Nov 22, 2001, 1:16 AM

qango

Enthusiast (706 posts)

Nov 22, 2001, 1:16 AM

Post #13 of 17

Shortcut

Re: [scottward] Parsing an XML feed In reply to

I'm still using LinksSQL 1.13 and assume the plugin for 2.x? If so, can I get a copy of the relevent parsing section of the code?

All the best
Shaun

Nov 22, 2001, 6:29 AM

scottward

Novice (30 posts)

Nov 22, 2001, 6:29 AM

Post #14 of 17

Shortcut

Re: [qango] Parsing an XML feed In reply to

It is for links SQL.. but here is the parsing code for mamma.com search engine....

Code:
# Parse Mamma HTML Results. 
    my @querylist=split(/\+/,$query); 
    my $word = ""; 
    $results =~ s,<!-- START LIST -->(.*?)<!-- END LIST -->,$1,s; 
    my $link_results = ''; 
    my $link_count   = 0; 
    while ($results =~ m,<!-- START ITEM -->(.*?)<!-- END ITEM -->,sg) { 
        my $link = $1; 
       my $bid = ""; 
       $link =~ m,000063>(.*?)</FONT>,mx; 
       my $num = $1; 
       $link =~ m,<br>(.*?)<br>,mx; 
       my $description = $1; 
       foreach $word (@querylist){my $boldword="<b>$word</b>"; $description =~ s/$word/$boldword/gei;} 
       $link =~ m,href="(.*?)">,mx; 
       my $redirect = $1; 
       $link =~ m,">(.*?)</a></b>,mx; 
       my $title = $1; 
       foreach $word (@querylist){my $boldword="<b>$word</b>"; $title =~ s/$word/$boldword/gei;} 
       $link =~ m,1>(.*?)</font>,mix; 
       my $url = $1; 
       foreach $word (@querylist){my $boldword="<b>$word</b>"; $url =~ s/$word/$boldword/gei;} 

Last edited by:

scottward: Nov 22, 2001, 6:30 AM

Nov 26, 2001, 9:06 AM

qango

Enthusiast (706 posts)

● ● ●

_Your objective_
Copy the forum thread about parsing an XML feed in full, character for character. The material after this point is separate from the forum thread.

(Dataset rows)

● ● ●

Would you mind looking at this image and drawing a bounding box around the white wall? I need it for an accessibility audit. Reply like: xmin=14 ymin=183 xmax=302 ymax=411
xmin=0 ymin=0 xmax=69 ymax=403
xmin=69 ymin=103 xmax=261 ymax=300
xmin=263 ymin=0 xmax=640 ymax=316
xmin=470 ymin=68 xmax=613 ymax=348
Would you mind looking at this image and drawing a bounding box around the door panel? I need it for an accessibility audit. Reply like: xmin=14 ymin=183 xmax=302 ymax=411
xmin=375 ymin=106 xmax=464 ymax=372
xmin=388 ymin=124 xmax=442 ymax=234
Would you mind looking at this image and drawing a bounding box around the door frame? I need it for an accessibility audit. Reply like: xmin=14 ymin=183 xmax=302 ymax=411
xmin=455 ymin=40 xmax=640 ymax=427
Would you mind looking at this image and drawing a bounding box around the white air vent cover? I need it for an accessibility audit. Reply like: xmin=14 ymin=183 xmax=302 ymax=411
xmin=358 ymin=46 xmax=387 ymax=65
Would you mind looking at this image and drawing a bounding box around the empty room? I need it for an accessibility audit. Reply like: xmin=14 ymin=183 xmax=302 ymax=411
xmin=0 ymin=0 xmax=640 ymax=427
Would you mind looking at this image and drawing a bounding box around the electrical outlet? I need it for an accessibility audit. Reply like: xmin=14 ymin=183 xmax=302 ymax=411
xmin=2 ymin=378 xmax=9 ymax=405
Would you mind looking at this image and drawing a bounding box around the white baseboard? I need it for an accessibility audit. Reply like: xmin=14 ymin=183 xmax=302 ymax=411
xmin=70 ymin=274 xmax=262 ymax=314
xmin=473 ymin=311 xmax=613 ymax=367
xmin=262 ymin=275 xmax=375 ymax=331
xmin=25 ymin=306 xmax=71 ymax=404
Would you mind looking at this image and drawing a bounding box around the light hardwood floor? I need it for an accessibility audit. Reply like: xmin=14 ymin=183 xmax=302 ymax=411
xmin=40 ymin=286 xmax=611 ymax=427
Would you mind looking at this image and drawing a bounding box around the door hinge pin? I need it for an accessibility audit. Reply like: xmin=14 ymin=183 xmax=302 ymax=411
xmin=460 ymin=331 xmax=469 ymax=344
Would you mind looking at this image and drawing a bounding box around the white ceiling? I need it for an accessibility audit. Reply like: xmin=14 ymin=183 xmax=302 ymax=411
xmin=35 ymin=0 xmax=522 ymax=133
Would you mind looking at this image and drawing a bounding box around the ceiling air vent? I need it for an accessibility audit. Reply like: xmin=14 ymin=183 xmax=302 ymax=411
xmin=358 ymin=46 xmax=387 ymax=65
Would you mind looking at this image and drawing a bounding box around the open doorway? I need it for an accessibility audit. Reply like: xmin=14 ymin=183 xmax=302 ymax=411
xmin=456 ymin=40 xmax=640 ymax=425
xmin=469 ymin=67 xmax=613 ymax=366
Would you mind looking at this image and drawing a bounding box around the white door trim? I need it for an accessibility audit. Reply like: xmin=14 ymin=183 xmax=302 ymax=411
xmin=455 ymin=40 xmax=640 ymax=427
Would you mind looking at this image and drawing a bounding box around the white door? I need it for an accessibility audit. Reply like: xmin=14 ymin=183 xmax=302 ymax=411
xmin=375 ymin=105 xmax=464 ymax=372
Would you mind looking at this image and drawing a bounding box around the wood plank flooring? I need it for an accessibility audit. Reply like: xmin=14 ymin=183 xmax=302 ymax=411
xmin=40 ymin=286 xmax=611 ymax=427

● ● ●

_Task result_
Nov 22, 2001, 1:16 AM

qango

Enthusiast (706 posts)

Nov 22, 2001, 1:16 AM

Post #13 of 17

Shortcut

Re: [scottward] Parsing an XML feed In reply to

I'm still using LinksSQL 1.13 and assume the plugin for 2.x? If so, can I get a copy of the relevent parsing section of the code?

All the best
Shaun

Nov 22, 2001, 6:29 AM

scottward

Novice (30 posts)

Nov 22, 2001, 6:29 AM

Post #14 of 17

Shortcut

Re: [qango] Parsing an XML feed In reply to

It is for links SQL.. but here is the parsing code for mamma.com search engine....

Code:
# Parse Mamma HTML Results. 
    my @querylist=split(/\+/,$query); 
    my $word = ""; 
    $results =~ s,<!-- START LIST -->(.*?)<!-- END LIST -->,$1,s; 
    my $link_results = ''; 
    my $link_count   = 0; 
    while ($results =~ m,<!-- START ITEM -->(.*?)<!-- END ITEM -->,sg) { 
        my $link = $1; 
       my $bid = ""; 
       $link =~ m,000063>(.*?)</FONT>,mx; 
       my $num = $1; 
       $link =~ m,<br>(.*?)<br>,mx; 
       my $description = $1; 
       foreach $word (@querylist){my $boldword="<b>$word</b>"; $description =~ s/$word/$boldword/gei;} 
       $link =~ m,href="(.*?)">,mx; 
       my $redirect = $1; 
       $link =~ m,">(.*?)</a></b>,mx; 
       my $title = $1; 
       foreach $word (@querylist){my $boldword="<b>$word</b>"; $title =~ s/$word/$boldword/gei;} 
       $link =~ m,1>(.*?)</font>,mix; 
       my $url = $1; 
       foreach $word (@querylist){my $boldword="<b>$word</b>"; $url =~ s/$word/$boldword/gei;} 

Last edited by:

scottward: Nov 22, 2001, 6:30 AM

Nov 26, 2001, 9:06 AM

qango

Enthusiast (706 posts)